[Records from a collection]
◆ ◆ ◆ ◆ ◆ ◆ ◆

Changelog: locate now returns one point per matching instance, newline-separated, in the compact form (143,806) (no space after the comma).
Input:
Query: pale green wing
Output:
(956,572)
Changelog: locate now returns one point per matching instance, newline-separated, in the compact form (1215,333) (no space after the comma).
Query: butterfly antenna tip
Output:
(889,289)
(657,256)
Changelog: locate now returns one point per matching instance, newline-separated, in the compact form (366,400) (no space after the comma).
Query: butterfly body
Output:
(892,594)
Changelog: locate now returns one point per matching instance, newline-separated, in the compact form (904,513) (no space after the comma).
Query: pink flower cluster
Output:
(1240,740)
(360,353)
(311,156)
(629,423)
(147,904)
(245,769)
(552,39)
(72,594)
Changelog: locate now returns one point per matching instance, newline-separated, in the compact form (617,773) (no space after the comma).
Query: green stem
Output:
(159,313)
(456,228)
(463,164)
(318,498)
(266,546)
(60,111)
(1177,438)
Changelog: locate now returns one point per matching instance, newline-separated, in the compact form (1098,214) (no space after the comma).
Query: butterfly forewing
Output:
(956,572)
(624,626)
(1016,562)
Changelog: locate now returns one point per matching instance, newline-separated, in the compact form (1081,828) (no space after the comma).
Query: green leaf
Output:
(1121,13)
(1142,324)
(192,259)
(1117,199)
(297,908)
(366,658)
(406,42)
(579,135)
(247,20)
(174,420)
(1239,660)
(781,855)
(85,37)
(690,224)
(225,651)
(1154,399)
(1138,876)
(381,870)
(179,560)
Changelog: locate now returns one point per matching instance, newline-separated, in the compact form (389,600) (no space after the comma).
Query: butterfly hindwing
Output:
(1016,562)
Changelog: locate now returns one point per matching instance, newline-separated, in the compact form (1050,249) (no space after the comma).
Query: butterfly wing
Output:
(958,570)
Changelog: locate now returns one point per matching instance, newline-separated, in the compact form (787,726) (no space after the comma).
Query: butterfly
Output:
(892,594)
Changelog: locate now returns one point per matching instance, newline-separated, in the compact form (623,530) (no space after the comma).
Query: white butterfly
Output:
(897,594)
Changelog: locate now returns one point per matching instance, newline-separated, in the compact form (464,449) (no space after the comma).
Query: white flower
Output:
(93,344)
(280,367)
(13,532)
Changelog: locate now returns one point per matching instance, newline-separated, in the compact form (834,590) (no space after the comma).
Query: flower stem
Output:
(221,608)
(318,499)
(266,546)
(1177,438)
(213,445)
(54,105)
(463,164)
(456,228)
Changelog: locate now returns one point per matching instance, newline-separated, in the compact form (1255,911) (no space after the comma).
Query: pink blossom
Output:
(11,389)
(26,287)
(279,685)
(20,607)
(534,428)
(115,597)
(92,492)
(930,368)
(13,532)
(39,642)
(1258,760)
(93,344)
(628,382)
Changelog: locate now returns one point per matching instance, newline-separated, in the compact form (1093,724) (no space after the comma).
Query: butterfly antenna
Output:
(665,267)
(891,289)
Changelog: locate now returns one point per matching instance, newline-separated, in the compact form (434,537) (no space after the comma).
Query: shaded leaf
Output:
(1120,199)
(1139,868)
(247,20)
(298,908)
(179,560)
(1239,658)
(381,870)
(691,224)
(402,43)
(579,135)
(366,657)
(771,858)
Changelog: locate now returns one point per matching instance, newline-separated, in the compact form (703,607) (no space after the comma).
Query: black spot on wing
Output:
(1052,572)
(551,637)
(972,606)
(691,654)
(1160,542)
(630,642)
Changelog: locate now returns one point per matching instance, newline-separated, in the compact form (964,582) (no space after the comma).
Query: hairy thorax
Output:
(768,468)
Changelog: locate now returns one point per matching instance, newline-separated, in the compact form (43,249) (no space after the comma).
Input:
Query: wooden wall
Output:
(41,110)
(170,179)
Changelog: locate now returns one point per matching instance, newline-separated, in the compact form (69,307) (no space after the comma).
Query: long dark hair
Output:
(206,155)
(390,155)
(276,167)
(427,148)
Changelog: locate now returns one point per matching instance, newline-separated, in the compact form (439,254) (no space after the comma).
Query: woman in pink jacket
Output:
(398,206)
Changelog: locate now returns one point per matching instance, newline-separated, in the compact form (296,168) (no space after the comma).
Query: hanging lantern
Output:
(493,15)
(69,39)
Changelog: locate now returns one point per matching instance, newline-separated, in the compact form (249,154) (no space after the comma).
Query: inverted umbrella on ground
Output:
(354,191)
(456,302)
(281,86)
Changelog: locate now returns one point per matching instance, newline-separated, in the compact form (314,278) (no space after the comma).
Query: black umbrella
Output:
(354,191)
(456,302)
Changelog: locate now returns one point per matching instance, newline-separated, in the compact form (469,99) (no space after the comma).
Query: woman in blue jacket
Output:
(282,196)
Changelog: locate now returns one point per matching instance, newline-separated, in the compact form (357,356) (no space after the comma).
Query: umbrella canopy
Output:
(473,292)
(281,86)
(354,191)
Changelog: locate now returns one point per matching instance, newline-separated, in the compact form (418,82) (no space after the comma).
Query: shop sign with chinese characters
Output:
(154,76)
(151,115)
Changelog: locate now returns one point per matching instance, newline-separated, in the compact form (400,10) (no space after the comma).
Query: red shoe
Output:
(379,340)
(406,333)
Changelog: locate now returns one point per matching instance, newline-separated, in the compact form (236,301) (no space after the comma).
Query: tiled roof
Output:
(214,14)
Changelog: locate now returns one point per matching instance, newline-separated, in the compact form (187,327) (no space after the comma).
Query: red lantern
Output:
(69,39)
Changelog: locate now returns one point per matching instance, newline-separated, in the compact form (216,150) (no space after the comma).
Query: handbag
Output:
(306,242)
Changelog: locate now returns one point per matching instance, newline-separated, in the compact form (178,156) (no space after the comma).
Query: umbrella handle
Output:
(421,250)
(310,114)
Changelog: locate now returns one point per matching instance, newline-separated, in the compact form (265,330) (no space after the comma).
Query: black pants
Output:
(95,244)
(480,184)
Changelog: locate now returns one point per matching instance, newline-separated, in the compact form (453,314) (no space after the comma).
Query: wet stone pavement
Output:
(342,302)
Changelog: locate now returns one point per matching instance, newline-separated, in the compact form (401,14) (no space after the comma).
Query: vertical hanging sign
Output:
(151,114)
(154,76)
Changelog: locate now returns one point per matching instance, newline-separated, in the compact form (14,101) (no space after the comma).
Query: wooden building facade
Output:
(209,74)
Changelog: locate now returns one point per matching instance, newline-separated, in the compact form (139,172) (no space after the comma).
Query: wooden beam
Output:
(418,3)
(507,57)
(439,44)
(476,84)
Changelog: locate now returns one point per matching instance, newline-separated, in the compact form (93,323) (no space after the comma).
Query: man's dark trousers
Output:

◆ ◆ ◆ ◆ ◆ ◆ ◆

Objective: Reproduce all of the records above line for line, without changing anything.

Correct output:
Changelog: locate now returns one point per matching instance, newline-separated, in the compact form (143,806) (no space after the comma).
Input:
Query: pale green wing
Output:
(956,572)
Changelog: locate now returns one point per matching instance, newline-separated, in the compact form (1215,333) (no space after the comma).
Query: butterfly antenna tip
Output:
(889,289)
(657,256)
Changelog: locate now returns one point per matching instance, newline-separated, in the compact form (366,400) (no space after the comma).
Query: butterfly body
Output:
(892,594)
Changelog: locate now returns one point per matching instance, newline-separated, in the compact form (904,513) (no space after the comma).
Query: pink flower cluster
Output:
(1240,740)
(360,353)
(311,156)
(629,423)
(147,904)
(245,769)
(552,39)
(72,594)
Changelog: locate now returns one point per matching instance, newline-separated, in the compact form (617,773) (no space after the comma).
Query: green stem
Output:
(159,313)
(456,228)
(463,164)
(318,498)
(266,546)
(60,111)
(1177,438)
Changelog: locate now returns one point per matching instance, newline-separated, in the compact form (1098,214) (no space after the comma).
Query: butterfly forewing
Output:
(956,572)
(624,626)
(1016,562)
Changelog: locate now returns one point per matching instance, newline-separated, in the compact form (1081,828) (no space after the comma).
Query: green leaf
Output:
(1121,13)
(1142,324)
(192,259)
(1117,199)
(297,908)
(366,658)
(406,42)
(579,135)
(247,20)
(174,420)
(1239,660)
(781,855)
(85,37)
(690,224)
(225,651)
(1154,399)
(1138,876)
(381,870)
(179,560)
Changelog: locate now returns one point per matching instance, newline-separated, in the compact form (389,600) (no space after the comma).
Query: butterfly hindwing
Output:
(1016,562)
Changelog: locate now returns one point per matching instance, newline-separated, in the compact form (1050,249) (no space after the comma).
Query: butterfly wing
Output:
(958,570)
Changelog: locate now returns one point per matching instance, newline-separated, in the compact form (787,726) (no space after the comma).
Query: butterfly
Output:
(892,594)
Changelog: locate now returns one point per matching instance, newline-separated, in the compact form (623,530) (no space after the comma).
Query: white butterfly
Output:
(897,594)
Changelog: locate now returns one point per matching instance, newline-separated, in the compact form (464,449) (no space after the comma).
Query: white flower
Output:
(93,344)
(280,367)
(13,532)
Changelog: locate now returns one point per matching instance, newline-separated, in the compact form (834,590) (no space after the comma).
Query: flower stem
Output:
(221,608)
(318,499)
(266,546)
(1177,438)
(213,445)
(54,105)
(463,164)
(456,228)
Changelog: locate now returns one point per matching instance, newline-separated, in the compact form (1255,911) (no space after the comma).
Query: pink blossom
Output:
(11,389)
(26,287)
(279,685)
(20,607)
(534,428)
(115,597)
(92,492)
(930,368)
(13,532)
(39,642)
(1258,760)
(93,344)
(628,382)
Changelog: locate now returns one point per matching instance, newline-separated, in the compact form (1093,724) (no space after the comma).
Query: butterfly antenna
Output:
(665,267)
(891,289)
Changelog: locate now returns one point per matching instance, newline-separated, in the compact form (434,537) (no space after the comma).
Query: shaded leaf
Output:
(1120,199)
(1139,868)
(247,20)
(298,908)
(179,560)
(1239,658)
(381,870)
(691,224)
(402,43)
(579,135)
(366,657)
(771,858)
Changelog: locate now returns one point per matching instance, newline-separated, in the compact form (703,607) (no space after the comma).
Query: black spot on wing
Output:
(1052,572)
(551,637)
(972,606)
(691,654)
(1160,542)
(630,642)
Changelog: locate now returns one point per matching instance, newline-separated, in the compact form (964,582) (no space after the comma).
Query: hairy thorax
Output:
(768,468)
Changelog: locate now returns one point per matching instance, newline-separated, in the compact form (43,249) (no space after the comma).
Input:
Query: wooden wall
Output:
(41,110)
(170,179)
Changelog: locate now returns one point per matching instance, newline-separated, in the compact form (69,307) (no space after the comma).
Query: long dark hair
Output:
(206,155)
(390,155)
(276,167)
(427,148)
Changelog: locate now returns one point per matching instance, newline-separated, in the compact form (439,254) (no space after the comma).
Query: woman in pink jacket
Output:
(398,206)
Changelog: locate now returns one point per matching instance, newline-separated, in the compact form (296,168) (no space after the comma).
Query: hanging lantern
Output:
(493,15)
(69,39)
Changelog: locate now returns one point per matching instance, newline-separated, in the compact form (249,154) (no space after the comma).
Query: inverted umbrella on ground
Output:
(354,191)
(456,302)
(281,86)
Changelog: locate now returns one point per matching instance, newline-separated, in the compact form (314,278) (no space after the comma).
Query: black umbrella
Output:
(354,191)
(456,302)
Changelog: locate now returns one point per matching instance, newline-separated, in the compact form (469,99) (no space after the comma).
Query: woman in blue jacket
Output:
(282,196)
Changelog: locate now returns one point per matching instance, newline-separated, in the compact form (357,356) (no space after the comma).
Query: umbrella canopy
Output:
(473,292)
(281,86)
(354,191)
Changelog: locate now returns one point per matching instance, newline-separated, in the compact form (418,82) (no space after the comma).
Query: shop sign with chinese characters
Output:
(154,76)
(151,115)
Changelog: locate now returns one point per matching instance, newline-separated, in the compact form (400,10) (no space after the comma).
Query: red shoe
Output:
(379,340)
(406,333)
Changelog: locate now returns one point per matching instance, newline-separated, in the compact form (236,301) (no space after the comma).
Query: tiled roof
Output:
(214,14)
Changelog: locate now returns one point per matching instance, newline-separated, in the compact form (187,327) (no space after the comma).
Query: red lantern
Output:
(69,39)
Changelog: locate now returns one point per matching instance, newline-separated, in the compact form (216,150) (no space after the comma).
Query: handbag
Output:
(306,242)
Changelog: locate now returns one point per matching instance, newline-separated, in the compact form (178,156) (no space after the comma).
Query: umbrella handle
Output:
(421,250)
(310,114)
Changelog: locate now returns one point per matching instance, newline-separated, in the compact form (265,330) (no space after the comma).
Query: black pants
Output:
(95,244)
(480,184)
Changelog: locate now returns one point per matching instance, newline-separated, in the compact form (453,314) (no space after the comma).
Query: wet stone pavement
Output:
(342,302)
Changelog: locate now returns one point per matching instance, newline-separated, in the compact form (401,14) (no space after the comma).
Query: vertical hanging sign
Output:
(151,114)
(154,76)
Changelog: locate now returns one point per matching instance, newline-separated, in the compact form (14,101) (no space after the comma).
Query: wooden building facade
Output:
(209,74)
Changelog: locate now returns one point per matching instance, newline-separated, in the compact form (139,172) (no space after the comma).
Query: wooden beam
Output:
(418,3)
(507,57)
(439,44)
(476,84)
Changelog: locate now returns one point per matching instance, newline-separated, in the compact form (93,323) (no space after the comma).
Query: man's dark trousers
Output:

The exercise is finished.